-- Start Given data --

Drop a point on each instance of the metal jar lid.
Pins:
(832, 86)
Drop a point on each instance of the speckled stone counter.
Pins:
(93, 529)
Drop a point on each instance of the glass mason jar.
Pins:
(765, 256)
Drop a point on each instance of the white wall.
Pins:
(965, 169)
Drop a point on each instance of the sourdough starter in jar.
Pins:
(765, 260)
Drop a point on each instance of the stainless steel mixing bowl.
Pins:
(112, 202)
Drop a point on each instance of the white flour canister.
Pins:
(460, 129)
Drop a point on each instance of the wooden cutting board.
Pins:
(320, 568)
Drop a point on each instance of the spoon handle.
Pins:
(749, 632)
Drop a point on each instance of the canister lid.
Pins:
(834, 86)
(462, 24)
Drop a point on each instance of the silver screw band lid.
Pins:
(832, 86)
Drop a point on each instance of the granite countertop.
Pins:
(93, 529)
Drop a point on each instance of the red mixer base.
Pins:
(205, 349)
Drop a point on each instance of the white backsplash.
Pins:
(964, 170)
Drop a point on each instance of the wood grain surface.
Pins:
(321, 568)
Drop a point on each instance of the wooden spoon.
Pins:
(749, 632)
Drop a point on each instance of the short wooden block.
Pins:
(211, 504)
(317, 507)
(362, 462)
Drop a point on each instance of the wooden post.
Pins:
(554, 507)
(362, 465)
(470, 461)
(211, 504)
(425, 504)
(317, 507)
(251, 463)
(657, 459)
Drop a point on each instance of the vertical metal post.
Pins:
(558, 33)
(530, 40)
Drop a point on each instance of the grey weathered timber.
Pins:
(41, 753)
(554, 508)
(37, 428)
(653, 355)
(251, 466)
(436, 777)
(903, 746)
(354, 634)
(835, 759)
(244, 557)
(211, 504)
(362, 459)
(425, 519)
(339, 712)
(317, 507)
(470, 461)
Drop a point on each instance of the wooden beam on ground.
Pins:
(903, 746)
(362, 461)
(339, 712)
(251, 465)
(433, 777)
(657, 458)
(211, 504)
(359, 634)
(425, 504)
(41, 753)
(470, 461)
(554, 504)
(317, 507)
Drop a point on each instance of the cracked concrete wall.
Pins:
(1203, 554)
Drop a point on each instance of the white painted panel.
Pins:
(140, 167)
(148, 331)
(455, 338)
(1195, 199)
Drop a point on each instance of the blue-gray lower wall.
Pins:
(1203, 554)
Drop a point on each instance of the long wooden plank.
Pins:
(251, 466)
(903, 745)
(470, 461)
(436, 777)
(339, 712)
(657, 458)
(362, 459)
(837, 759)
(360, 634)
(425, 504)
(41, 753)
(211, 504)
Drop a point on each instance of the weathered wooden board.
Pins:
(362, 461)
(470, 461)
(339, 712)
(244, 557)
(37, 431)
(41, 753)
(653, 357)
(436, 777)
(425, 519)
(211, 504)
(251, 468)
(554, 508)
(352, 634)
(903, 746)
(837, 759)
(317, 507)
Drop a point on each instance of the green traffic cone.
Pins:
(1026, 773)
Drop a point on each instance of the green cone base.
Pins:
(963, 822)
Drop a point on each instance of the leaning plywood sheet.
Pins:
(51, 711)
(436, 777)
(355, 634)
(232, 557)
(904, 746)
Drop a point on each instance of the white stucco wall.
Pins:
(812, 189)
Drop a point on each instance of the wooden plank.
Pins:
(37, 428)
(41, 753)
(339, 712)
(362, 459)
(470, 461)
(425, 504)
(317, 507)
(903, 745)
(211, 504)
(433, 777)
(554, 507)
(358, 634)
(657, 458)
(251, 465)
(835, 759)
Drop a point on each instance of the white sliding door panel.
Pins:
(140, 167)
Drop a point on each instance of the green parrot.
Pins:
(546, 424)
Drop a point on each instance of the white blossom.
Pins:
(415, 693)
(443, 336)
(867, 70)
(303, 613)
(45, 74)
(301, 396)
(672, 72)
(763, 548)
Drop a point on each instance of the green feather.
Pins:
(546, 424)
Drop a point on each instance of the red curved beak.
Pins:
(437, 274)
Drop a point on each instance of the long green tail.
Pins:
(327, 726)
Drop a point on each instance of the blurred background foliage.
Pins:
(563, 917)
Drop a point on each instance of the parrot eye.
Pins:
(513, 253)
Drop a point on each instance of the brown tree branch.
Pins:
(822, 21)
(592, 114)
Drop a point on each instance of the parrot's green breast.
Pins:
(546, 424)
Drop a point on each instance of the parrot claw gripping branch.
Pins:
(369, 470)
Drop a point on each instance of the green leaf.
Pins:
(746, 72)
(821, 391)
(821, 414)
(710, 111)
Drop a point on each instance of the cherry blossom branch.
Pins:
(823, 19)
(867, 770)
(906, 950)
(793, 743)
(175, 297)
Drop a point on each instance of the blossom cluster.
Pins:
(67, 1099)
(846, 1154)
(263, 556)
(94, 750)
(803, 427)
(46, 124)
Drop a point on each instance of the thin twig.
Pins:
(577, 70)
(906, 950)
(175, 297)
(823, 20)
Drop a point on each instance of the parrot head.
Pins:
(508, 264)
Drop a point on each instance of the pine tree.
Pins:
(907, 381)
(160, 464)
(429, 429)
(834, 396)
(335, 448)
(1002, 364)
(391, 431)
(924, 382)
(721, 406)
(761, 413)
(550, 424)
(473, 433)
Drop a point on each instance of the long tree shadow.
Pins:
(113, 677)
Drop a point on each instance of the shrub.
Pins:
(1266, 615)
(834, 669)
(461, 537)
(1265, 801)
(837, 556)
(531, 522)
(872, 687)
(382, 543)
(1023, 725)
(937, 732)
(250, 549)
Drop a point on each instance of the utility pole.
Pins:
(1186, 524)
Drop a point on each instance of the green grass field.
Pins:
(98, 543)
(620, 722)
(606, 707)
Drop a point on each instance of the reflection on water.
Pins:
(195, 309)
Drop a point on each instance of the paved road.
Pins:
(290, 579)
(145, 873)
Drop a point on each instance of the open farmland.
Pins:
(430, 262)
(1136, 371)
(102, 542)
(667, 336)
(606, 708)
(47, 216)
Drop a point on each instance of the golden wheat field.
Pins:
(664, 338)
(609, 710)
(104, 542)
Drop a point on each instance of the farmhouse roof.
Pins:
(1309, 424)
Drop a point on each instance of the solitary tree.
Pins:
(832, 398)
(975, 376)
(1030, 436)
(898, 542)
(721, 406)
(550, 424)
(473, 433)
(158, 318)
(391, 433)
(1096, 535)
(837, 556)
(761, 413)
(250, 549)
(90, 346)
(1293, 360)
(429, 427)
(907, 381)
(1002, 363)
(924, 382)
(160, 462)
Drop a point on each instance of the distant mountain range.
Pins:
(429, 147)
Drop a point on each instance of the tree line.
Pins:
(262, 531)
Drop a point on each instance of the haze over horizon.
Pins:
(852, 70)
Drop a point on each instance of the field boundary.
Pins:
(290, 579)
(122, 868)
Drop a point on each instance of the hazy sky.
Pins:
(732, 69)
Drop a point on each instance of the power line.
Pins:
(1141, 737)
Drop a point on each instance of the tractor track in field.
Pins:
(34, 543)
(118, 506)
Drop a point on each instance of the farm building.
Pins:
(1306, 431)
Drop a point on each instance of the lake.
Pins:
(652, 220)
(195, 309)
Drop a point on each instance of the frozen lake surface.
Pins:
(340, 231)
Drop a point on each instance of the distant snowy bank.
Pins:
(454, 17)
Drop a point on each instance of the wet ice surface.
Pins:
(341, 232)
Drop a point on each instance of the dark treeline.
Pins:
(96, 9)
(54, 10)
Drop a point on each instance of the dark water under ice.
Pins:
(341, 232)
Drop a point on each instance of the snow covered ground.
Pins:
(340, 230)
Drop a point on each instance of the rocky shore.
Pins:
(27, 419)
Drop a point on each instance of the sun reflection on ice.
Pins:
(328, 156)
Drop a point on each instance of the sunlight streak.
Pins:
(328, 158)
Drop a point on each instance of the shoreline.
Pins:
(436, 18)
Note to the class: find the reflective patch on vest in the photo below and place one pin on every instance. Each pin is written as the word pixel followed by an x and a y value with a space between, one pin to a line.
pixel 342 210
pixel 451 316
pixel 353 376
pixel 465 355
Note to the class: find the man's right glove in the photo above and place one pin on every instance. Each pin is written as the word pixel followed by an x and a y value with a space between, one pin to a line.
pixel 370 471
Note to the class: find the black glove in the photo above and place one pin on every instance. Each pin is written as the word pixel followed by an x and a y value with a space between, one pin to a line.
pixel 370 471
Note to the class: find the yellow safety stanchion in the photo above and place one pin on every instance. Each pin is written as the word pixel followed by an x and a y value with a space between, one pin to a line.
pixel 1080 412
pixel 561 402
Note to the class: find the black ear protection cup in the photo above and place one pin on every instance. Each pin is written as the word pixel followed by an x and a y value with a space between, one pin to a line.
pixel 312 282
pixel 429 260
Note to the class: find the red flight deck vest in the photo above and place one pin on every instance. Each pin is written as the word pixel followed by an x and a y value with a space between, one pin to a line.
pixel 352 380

-- End Given data --

▶ **Stated exercise**:
Can you print the lines of the records above verbatim, starting with the line that contains "Drop a point on each instance of the blossom" and continuing through the line that contains "(1141, 737)", with both of those lines included?

▶ **Answer below**:
Drop a point on each instance of the blossom cluster.
Pins:
(67, 1099)
(846, 1154)
(263, 556)
(94, 750)
(803, 427)
(46, 124)
Drop a point on each instance of the thin twig.
Pins:
(577, 70)
(906, 950)
(175, 297)
(823, 20)
Drop a point on each instance of the parrot head.
Pins:
(508, 264)
Drop a point on each instance of the pine tree.
Pins:
(907, 381)
(160, 464)
(429, 429)
(834, 396)
(335, 448)
(1002, 364)
(391, 431)
(924, 382)
(721, 406)
(761, 413)
(550, 424)
(473, 433)
Drop a point on each instance of the long tree shadow.
Pins:
(113, 677)
Drop a point on each instance of the shrub.
Pins:
(1266, 615)
(834, 669)
(461, 537)
(1265, 801)
(837, 556)
(531, 522)
(872, 687)
(382, 543)
(1023, 725)
(937, 732)
(250, 549)
Drop a point on each instance of the utility pole.
Pins:
(1186, 524)
Drop a point on each instance of the green grass field.
Pins:
(98, 543)
(620, 722)
(606, 707)
Drop a point on each instance of the reflection on water.
Pins:
(195, 309)
Drop a point on each instance of the paved road.
Pins:
(290, 579)
(145, 873)
Drop a point on each instance of the open farmland.
Pins:
(430, 262)
(1136, 371)
(102, 542)
(667, 336)
(606, 708)
(47, 216)
Drop a point on each instance of the golden wheat field.
Pins:
(664, 338)
(609, 710)
(104, 542)
Drop a point on each instance of the farmhouse roof.
Pins:
(1309, 424)
Drop a point on each instance of the solitary tree.
Pins:
(832, 398)
(975, 376)
(1030, 436)
(898, 542)
(721, 406)
(550, 424)
(473, 433)
(158, 318)
(391, 433)
(1096, 535)
(837, 556)
(761, 413)
(250, 549)
(90, 346)
(1293, 360)
(429, 427)
(907, 381)
(1002, 363)
(924, 382)
(160, 462)
Drop a point on each instance of the distant mountain range.
Pins:
(429, 147)
Drop a point on each instance of the tree line.
Pins:
(262, 531)
Drop a point on each instance of the haze over horizon.
Pins:
(852, 70)
Drop a point on each instance of the field boundary.
Pins:
(290, 579)
(122, 868)
Drop a point on each instance of the hazy sky.
Pins:
(732, 69)
Drop a point on each instance of the power line.
Pins:
(1141, 737)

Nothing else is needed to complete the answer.